● Source extract
★ ★ ★ ★ ★

Figure 5.17: Results of the best model on the first 10 test folds
Figure 5.17: Results of the best model on the first 10 test folds

Figure 5.17 shows the results of the first 10 folds for the best model formula. Looking at the RMSE column, we see that the results vary quite a lot, depending on what fold is used as the test set. This is one of the reasons why repeated cross-validation is a good technique: we train and test the model on many combinations of the training set!

Exercise 53: Validating Models with validate()

Now that we have found the best model with cross_validate(), we want to train that model on the entire training set and evaluate it on the validation set. We could easily do this manually, but cvms has the validate() function that does this for us and returns the same metrics as cross_validate(), along with the trained model.

In this exercise, we will work with the training set from the previous exercise:

  1. Validate the best model from the previous exercise:

    # Train the model on the entire training set

    # and test it on the validation set.

    validation <- validate(

        train_data = train_set,

        test_data = valid_set,

        models = "price ~ baths * in_sacramento + beds * sqft",

        family = "gaussian")

  2. The output contains the "Results" data frame and the trained model object. Assign these to the variable names:

    valid_results <- validation$Results

    valid_model <- validation$Models[[1]]

  3. Print the results:

    kable(select_metrics(valid_results), digits = 2)

    The output is as follows:

    Figure 5.18: Results of the best model on the validation set
    Figure 5.18: Results of the best model on the validation set

    The RMSE is greater on the test set than in the cross-validation results. If we compare it to the results of the cross-validation iterations in Figure 5.18, it isn't higher than most of the RMSE scores, though, which indicates that the model is not overfitted.

  4. Print the summary of the model:

    summary(valid_model)

    The summary of the model is as follows:

    ##

    ## Call:

    ## lm(formula = model_formula, data = train_set)

    ##

    ## Residuals:

    ##     Min      1Q  Median      3Q     Max

    ## -209993  -46950  -12796   33713  553773

    ##

    ## Coefficients:

    ##                        Estimate Std. Error t value Pr(>|t|)

★ ★ ★ ★ ★

● Listed entries
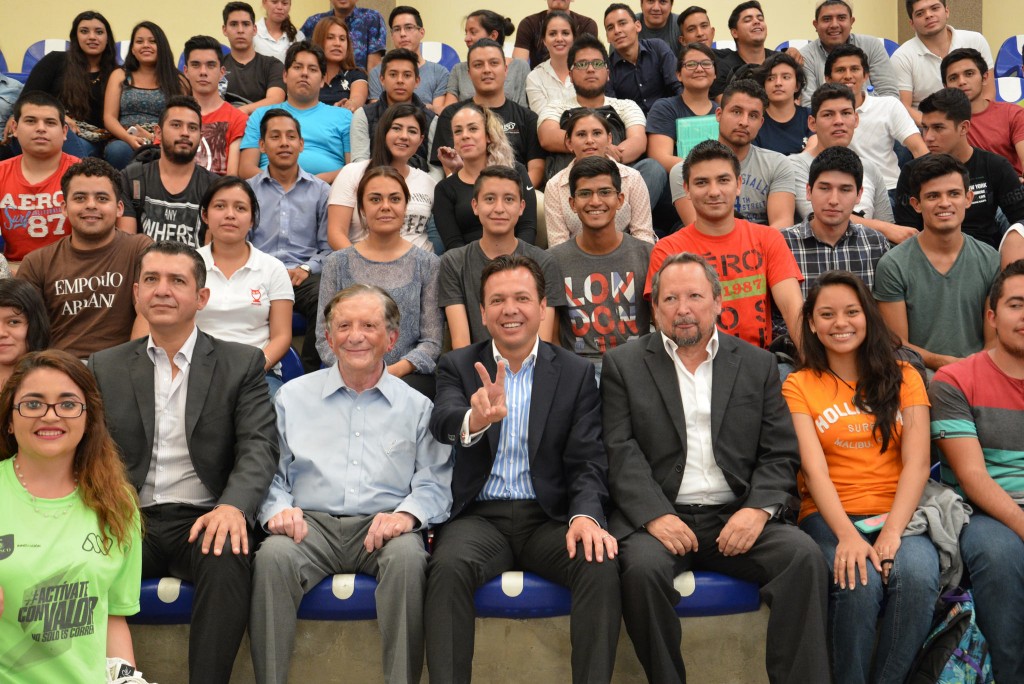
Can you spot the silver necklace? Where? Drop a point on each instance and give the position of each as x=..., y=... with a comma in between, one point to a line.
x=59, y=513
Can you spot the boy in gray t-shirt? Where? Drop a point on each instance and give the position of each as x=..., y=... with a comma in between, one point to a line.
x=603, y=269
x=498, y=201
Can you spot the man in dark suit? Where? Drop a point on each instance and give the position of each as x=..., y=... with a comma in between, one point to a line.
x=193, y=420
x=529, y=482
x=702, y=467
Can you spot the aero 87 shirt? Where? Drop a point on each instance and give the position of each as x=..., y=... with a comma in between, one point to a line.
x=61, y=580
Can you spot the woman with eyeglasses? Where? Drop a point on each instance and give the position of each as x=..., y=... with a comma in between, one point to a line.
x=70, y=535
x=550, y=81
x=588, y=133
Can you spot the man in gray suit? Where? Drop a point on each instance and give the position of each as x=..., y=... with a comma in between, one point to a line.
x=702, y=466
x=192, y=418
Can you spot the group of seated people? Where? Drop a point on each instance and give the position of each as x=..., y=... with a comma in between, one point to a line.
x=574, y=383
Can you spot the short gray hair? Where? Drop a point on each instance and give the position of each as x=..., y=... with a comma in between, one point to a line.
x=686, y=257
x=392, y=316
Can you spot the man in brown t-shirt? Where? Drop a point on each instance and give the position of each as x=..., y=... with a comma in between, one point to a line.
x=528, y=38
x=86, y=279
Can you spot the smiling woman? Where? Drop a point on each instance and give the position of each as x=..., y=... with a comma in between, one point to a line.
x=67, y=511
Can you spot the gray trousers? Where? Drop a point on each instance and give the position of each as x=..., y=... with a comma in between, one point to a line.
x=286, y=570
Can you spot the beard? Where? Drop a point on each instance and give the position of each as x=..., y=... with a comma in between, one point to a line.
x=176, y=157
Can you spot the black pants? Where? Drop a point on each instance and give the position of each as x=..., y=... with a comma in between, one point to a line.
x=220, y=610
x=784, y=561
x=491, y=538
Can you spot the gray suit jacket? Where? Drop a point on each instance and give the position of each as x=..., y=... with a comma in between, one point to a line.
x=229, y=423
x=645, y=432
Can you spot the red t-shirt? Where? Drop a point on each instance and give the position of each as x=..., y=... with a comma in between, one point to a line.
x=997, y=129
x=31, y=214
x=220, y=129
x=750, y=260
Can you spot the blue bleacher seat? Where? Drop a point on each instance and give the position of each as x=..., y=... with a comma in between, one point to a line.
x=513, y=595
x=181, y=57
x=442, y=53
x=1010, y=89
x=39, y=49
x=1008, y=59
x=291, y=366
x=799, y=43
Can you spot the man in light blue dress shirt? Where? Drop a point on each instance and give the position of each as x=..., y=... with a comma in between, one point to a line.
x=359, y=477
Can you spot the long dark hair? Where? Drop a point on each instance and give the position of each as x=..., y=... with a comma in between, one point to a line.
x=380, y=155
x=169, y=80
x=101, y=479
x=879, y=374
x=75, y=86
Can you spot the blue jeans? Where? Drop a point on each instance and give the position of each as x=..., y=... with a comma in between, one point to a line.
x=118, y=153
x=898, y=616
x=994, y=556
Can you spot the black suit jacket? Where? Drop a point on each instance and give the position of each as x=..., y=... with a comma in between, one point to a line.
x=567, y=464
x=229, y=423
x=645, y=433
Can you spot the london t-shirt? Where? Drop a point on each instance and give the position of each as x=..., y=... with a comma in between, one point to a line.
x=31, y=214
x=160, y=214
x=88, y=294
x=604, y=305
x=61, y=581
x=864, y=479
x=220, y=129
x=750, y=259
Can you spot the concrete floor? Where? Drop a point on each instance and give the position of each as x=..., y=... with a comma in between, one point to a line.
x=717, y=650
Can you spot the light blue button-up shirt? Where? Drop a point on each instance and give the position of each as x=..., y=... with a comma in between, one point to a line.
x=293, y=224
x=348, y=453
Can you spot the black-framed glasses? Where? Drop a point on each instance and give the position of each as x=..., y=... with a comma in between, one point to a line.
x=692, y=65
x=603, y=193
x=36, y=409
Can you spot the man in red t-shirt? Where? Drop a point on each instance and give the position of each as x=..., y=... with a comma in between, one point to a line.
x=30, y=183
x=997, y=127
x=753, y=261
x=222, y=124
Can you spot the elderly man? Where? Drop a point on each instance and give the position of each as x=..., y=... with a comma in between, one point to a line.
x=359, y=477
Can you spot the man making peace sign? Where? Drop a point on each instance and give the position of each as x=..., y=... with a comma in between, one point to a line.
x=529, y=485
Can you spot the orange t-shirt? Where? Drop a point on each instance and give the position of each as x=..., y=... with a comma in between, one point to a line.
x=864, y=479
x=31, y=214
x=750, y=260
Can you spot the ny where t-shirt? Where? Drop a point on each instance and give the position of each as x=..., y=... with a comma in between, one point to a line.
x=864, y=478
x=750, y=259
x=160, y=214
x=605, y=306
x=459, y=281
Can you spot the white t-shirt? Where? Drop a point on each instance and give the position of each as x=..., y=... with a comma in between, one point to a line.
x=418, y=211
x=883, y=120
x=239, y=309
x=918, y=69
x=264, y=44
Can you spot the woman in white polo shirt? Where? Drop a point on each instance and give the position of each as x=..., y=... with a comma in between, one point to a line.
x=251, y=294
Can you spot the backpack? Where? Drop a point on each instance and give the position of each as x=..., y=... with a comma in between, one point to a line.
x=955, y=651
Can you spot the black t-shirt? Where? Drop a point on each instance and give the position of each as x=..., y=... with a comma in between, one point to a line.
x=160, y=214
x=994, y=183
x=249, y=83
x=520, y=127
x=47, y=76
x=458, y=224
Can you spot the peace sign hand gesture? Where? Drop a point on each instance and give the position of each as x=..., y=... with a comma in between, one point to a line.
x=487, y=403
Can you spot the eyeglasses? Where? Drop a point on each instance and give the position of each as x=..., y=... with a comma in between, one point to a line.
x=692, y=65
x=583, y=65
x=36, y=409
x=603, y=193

★ ★ ★ ★ ★

● Stated goal
Please return the part of the cvms validation exercise starting at "Exercise 53: Validating" and ending at "test it on the validation set.", copied word for word. The rows play no part in any of this work.

● Task answer
Exercise 53: Validating Models with validate()

Now that we have found the best model with cross_validate(), we want to train that model on the entire training set and evaluate it on the validation set. We could easily do this manually, but cvms has the validate() function that does this for us and returns the same metrics as cross_validate(), along with the trained model.

In this exercise, we will work with the training set from the previous exercise:

  1. Validate the best model from the previous exercise:

    # Train the model on the entire training set

    # and test it on the validation set.